-- Page excerpt start --

We end up with a basic normalized schema that joins our four tables to organize and store our transactional data. To access it in the most efficient and streamlined way, we’ll use views. TransactionLineView recreates the initial Online Retail II dataset, while TransactionTotalView displays one line for each invoice and its total, aggregated from the individual Invoice Lines.

[]!(https://raw.githubusercontent.com/curdferguson/CUNY607final_MarketBasket/main/SMSS_create_views.jpg)

Step 6: Create a Keyring to secure database access in R

Note: Code in this section and in Step 7 was adapted from 607 Group Project 3 and credited to that group, especially Esteban Aramayo, Daniel Sullivan and Eric Hirsch.

library(keyring)

# ***************************************************************************************************************
# Before connecting to the database, let's do a ONE-TIME set up of a Key Ring to secure the database credentials
# Uncomment the lines of code below to set up your key ring. Then within it set the database credentials
# Once the setup is completed comment the code out again
# ***************************************************************************************************************

# # if  you haven't done already, install the "keyring" package on your system
# # install.packages("keyring")

-- Page excerpt end --
-- Supplied material start --

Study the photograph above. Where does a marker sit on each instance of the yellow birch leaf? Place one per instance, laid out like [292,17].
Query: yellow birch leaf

-- Supplied material end --

- **Problems to solve**:
(1) Which people does the database excerpt credit for the code in Step 6 and Step 7?
(2) Do these statements agree with the database excerpt? (a) TransactionTotalView shows one line per invoice along with that invoice's total. (b) The schema joins five tables. (c) The key ring is meant to be set up every time you connect to the database.
(3) Copy the part of the database excerpt that starts with the words containing "Note: Code in" and ends with "library(keyring)".

- **Answers provided**:
(1) Esteban Aramayo, Daniel Sullivan, Eric Hirsch

(2)
(a) Yes: "TransactionTotalView displays one line for each invoice and its total"
(b) No: "joins our four tables"
(c) No: "let's do a ONE-TIME set up of a Key Ring"

(3)
Note: Code in this section and in Step 7 was adapted from 607 Group Project 3 and credited to that group, especially Esteban Aramayo, Daniel Sullivan and Eric Hirsch.

library(keyring)